> _To do_: Copy the lines between the one holding "of the tree" and the one holding "Target: tree line", inclusive, switching "segmenter" to "outline tool" and leaving everything else unchanged.

Stored data entries
start
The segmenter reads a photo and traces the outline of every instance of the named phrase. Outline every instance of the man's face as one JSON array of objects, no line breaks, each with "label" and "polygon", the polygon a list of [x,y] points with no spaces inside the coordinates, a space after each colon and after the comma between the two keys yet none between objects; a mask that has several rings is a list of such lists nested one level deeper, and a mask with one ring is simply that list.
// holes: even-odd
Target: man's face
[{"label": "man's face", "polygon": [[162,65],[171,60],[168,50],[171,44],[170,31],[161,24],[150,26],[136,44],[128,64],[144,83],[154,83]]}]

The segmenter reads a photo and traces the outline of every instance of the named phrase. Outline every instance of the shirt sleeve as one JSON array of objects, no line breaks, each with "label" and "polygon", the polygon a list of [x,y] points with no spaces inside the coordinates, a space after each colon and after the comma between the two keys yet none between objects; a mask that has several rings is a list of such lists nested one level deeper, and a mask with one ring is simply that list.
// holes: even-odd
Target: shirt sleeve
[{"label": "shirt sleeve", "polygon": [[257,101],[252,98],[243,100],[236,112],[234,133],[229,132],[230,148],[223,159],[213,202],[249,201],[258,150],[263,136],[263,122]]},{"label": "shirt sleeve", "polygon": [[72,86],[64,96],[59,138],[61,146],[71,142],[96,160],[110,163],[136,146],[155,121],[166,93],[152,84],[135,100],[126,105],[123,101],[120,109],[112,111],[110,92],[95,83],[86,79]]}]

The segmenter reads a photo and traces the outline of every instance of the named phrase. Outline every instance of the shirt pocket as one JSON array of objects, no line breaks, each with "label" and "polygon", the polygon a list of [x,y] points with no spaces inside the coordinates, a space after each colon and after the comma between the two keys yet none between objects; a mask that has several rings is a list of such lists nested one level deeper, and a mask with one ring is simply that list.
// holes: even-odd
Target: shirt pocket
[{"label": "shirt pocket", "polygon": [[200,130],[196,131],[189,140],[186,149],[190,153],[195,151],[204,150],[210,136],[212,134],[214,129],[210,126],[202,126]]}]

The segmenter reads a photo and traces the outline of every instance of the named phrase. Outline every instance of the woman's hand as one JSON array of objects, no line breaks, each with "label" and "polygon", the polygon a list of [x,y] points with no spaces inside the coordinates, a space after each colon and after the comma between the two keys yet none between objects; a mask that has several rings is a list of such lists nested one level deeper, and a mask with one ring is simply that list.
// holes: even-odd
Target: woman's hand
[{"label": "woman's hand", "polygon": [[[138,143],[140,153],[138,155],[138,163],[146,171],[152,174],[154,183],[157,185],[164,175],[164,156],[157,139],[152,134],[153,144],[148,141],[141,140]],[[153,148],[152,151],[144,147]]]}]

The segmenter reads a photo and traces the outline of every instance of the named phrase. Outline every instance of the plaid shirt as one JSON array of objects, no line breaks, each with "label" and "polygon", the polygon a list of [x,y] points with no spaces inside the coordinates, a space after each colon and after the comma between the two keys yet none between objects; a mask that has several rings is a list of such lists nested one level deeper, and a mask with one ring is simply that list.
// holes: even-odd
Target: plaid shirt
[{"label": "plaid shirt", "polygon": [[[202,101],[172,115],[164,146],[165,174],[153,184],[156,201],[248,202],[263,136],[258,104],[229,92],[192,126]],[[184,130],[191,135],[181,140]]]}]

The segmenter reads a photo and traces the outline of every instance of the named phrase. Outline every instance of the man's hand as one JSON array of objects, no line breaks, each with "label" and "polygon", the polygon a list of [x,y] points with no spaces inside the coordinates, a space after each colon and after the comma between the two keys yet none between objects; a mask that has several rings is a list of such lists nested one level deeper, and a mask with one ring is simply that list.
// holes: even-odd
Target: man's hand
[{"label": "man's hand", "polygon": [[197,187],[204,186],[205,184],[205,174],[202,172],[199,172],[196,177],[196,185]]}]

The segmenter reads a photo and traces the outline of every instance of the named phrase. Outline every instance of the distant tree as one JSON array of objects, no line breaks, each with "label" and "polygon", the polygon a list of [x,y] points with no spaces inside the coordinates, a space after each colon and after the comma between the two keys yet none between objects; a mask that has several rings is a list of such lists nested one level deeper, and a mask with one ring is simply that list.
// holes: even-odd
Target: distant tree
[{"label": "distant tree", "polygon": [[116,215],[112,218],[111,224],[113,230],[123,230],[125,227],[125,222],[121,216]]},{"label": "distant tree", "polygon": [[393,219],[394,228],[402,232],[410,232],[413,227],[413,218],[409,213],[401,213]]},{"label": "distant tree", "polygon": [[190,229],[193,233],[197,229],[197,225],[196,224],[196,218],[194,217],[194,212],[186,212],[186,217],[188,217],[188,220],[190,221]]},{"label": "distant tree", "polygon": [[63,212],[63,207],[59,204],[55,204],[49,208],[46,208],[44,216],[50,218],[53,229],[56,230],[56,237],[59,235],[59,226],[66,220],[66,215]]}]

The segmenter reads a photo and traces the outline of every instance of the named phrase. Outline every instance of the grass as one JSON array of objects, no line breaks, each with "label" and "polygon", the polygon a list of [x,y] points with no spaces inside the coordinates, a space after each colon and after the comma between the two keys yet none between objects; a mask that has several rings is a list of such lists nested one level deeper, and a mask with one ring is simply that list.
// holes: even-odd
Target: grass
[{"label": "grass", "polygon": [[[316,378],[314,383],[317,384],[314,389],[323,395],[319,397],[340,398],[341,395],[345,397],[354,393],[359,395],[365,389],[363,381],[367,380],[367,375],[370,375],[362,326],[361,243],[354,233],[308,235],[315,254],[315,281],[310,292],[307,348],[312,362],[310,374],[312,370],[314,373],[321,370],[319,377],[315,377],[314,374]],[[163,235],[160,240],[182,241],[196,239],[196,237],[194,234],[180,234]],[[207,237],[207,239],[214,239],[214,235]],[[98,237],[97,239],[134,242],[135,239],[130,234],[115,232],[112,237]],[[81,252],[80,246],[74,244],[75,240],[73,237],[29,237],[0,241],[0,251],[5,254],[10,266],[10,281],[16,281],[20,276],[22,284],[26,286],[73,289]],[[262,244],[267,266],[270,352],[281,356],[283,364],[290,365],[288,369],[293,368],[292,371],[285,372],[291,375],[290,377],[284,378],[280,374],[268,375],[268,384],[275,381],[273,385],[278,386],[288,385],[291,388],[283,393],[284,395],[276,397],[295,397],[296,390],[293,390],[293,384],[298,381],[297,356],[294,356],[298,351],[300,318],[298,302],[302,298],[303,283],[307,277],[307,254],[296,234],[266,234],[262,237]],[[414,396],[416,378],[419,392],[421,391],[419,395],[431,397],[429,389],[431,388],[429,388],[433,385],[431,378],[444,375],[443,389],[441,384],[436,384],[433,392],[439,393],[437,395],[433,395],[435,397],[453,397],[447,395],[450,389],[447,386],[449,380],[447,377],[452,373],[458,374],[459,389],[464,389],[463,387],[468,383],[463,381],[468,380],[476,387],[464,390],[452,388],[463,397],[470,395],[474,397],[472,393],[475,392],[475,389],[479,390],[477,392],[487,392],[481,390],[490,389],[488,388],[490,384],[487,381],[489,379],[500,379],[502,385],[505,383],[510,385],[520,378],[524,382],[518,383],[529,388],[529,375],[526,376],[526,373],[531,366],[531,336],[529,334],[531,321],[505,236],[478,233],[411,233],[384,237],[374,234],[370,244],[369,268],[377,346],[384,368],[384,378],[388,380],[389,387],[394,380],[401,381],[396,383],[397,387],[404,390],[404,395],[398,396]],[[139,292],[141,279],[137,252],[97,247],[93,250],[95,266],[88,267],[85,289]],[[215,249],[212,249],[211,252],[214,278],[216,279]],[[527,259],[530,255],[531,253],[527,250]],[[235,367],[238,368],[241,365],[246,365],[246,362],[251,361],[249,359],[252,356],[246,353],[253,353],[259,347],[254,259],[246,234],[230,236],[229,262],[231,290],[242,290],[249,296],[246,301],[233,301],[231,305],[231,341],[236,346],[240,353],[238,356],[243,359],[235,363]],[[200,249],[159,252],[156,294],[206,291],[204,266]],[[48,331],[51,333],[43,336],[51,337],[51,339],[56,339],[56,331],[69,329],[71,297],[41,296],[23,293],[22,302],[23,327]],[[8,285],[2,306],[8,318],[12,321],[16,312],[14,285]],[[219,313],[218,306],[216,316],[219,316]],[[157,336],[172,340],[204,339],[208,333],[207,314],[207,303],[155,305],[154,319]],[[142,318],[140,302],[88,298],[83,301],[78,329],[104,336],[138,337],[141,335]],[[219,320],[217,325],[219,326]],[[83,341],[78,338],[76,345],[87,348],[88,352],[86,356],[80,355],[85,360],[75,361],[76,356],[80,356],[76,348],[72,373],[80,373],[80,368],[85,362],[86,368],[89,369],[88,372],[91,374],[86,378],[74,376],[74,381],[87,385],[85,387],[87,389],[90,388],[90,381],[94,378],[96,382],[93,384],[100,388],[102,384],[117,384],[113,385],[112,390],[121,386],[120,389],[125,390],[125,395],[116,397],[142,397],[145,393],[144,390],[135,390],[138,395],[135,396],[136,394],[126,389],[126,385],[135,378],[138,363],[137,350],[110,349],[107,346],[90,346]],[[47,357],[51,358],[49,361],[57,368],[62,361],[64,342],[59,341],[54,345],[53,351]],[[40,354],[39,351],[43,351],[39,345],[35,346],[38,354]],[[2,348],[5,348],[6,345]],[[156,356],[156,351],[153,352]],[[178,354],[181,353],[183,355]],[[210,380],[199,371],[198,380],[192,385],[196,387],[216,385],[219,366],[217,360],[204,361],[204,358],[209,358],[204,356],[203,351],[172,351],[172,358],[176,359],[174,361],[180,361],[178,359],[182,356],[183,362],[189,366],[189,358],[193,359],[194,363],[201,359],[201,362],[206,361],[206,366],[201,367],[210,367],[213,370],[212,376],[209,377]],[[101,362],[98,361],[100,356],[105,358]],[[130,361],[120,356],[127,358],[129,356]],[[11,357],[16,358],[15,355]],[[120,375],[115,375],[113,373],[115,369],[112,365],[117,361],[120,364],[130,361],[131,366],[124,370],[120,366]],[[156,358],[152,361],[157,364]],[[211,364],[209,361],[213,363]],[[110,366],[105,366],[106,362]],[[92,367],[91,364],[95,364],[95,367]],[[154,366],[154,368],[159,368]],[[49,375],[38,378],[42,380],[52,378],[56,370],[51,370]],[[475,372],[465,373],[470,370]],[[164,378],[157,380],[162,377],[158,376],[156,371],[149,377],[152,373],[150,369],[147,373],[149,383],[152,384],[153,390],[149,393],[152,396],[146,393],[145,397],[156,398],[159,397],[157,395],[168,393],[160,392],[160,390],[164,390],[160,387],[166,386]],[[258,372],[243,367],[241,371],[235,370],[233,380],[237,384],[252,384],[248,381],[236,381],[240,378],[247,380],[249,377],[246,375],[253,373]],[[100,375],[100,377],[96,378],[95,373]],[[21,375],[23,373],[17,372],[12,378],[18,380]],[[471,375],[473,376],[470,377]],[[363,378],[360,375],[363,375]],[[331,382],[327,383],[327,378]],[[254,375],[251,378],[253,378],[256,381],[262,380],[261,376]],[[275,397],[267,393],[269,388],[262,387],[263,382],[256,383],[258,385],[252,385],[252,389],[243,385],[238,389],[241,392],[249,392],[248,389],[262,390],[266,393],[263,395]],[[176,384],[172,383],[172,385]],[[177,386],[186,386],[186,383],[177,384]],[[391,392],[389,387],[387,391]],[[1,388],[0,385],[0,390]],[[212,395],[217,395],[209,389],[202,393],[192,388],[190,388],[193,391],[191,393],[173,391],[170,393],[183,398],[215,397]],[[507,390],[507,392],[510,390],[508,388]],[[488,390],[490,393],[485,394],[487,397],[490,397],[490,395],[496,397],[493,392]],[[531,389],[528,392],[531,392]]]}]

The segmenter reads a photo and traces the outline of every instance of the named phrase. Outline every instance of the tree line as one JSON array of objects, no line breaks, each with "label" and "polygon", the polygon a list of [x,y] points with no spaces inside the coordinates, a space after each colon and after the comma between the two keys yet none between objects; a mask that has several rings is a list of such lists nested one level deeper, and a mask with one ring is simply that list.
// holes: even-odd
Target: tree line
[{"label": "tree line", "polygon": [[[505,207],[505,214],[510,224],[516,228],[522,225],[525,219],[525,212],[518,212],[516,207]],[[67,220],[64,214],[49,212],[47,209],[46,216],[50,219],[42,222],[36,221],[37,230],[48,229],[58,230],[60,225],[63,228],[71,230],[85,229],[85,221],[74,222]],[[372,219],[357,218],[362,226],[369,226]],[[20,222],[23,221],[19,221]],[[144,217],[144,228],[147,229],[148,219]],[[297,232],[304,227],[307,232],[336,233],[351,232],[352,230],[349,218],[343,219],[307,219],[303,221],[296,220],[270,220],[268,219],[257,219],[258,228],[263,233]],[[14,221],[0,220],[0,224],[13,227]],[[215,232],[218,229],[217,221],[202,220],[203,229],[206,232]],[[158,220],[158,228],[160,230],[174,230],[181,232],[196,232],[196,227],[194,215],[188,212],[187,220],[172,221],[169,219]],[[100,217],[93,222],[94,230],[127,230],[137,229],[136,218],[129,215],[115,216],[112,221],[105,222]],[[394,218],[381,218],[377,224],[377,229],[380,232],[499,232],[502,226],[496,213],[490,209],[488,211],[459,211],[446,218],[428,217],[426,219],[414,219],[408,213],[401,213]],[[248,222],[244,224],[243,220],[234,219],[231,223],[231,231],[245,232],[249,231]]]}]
end
> _Final answer_:
The outline tool reads a photo and traces the outline of every instance of the named phrase. Outline every instance of the tree line as one JSON array of objects, no line breaks, each with "label" and "polygon", the polygon a list of [x,y] points with no spaces inside the coordinates, a space after each colon and after the comma between the two keys yet none between objects; a mask that has several rings is a list of such lists nested one level deeper, and a mask with one ring is simply that list.
// holes: even-odd
Target: tree line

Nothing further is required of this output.